Referring expression pointing data:
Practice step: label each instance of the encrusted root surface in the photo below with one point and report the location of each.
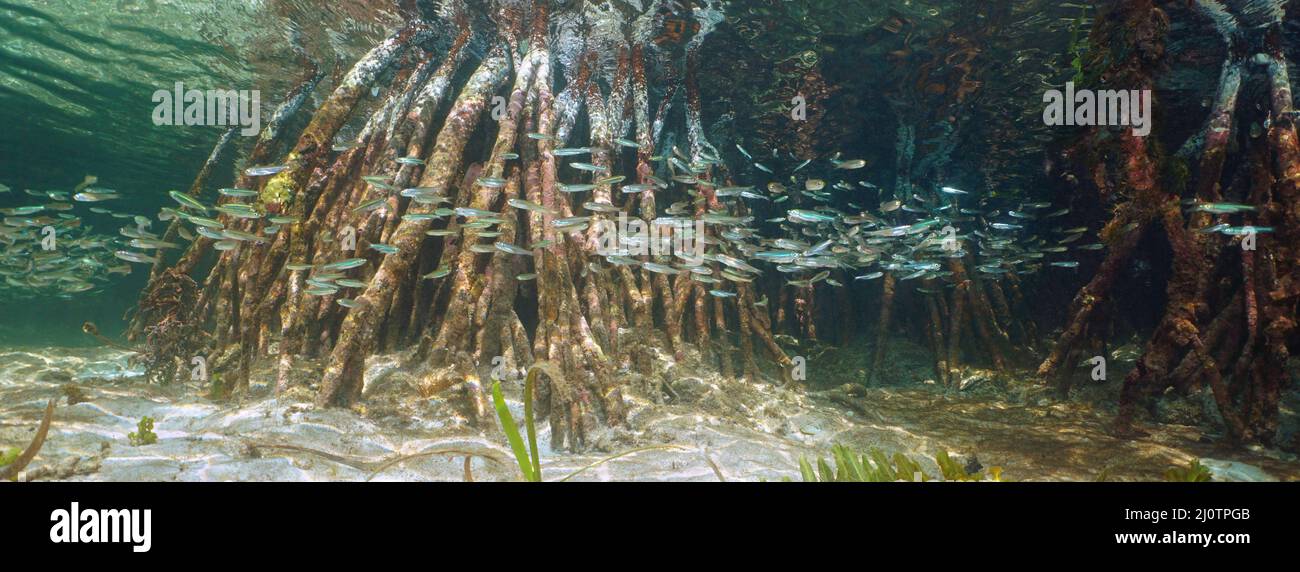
(702, 428)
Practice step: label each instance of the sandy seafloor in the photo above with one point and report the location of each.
(715, 429)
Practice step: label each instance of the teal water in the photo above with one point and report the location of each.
(76, 99)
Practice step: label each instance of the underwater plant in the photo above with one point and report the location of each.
(1194, 472)
(846, 466)
(527, 455)
(143, 433)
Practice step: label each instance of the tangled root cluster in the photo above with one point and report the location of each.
(172, 334)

- TASK DESCRIPTION
Retype all of the entries exactly as written, leaving out any images.

- WRITTEN ANSWER
Practice step: label each instance of the encrusted root surface in the photo below with one point and report the location of each.
(702, 428)
Practice step: label each instance of the sandy seafloor in the photo above with one point and report the location of each.
(715, 429)
Practice step: label each instance of the teal water in the photo above with one point and report the location of each.
(76, 99)
Practice step: label each instance of the underwater plant in the photo above with one point and report the location of each.
(1194, 472)
(846, 466)
(527, 455)
(143, 433)
Practice step: label each instance of the tangled root cluster in the photo above with one point and report the location of each.
(172, 334)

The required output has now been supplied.